== Task inputs ==
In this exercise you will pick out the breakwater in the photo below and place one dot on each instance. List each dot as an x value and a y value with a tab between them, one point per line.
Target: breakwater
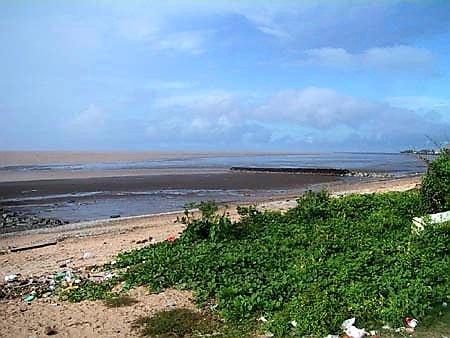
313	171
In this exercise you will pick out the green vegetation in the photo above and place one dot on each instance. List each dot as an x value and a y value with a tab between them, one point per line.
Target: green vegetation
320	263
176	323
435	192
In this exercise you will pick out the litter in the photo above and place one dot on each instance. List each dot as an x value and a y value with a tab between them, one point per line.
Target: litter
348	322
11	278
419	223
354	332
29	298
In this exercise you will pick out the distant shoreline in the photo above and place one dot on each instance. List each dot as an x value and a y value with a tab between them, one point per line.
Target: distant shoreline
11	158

* * *

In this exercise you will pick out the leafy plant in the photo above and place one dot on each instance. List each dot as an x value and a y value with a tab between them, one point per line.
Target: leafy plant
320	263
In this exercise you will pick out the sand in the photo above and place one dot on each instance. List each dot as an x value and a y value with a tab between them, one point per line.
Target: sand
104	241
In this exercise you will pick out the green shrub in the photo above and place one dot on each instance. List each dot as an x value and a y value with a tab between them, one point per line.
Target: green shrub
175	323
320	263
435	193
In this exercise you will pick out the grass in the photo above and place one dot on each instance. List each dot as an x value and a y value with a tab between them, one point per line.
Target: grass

* * *

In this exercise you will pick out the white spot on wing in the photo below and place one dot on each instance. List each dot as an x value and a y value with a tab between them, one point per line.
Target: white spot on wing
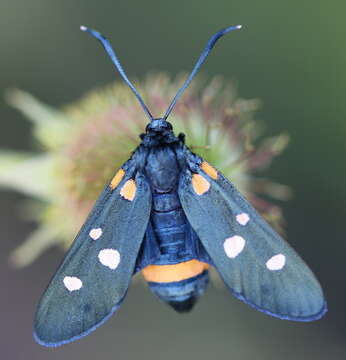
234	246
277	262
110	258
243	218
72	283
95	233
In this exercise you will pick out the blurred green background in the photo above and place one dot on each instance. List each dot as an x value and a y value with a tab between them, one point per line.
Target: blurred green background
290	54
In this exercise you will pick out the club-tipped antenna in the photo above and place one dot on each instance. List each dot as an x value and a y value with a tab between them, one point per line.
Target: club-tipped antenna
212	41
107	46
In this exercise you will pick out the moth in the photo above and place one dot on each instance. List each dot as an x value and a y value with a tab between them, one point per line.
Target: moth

== Task prompt ==
Could you set down, word for word, only the lines above from the line with "In this exercise you will pick out the grass" to the line with "Target: grass", including both?

== Solution ==
In this exercise you will pick out the grass in the photo above and place one dot on each instance. List each dot as an x value and a y value with a tab between them, one point per line.
Target: grass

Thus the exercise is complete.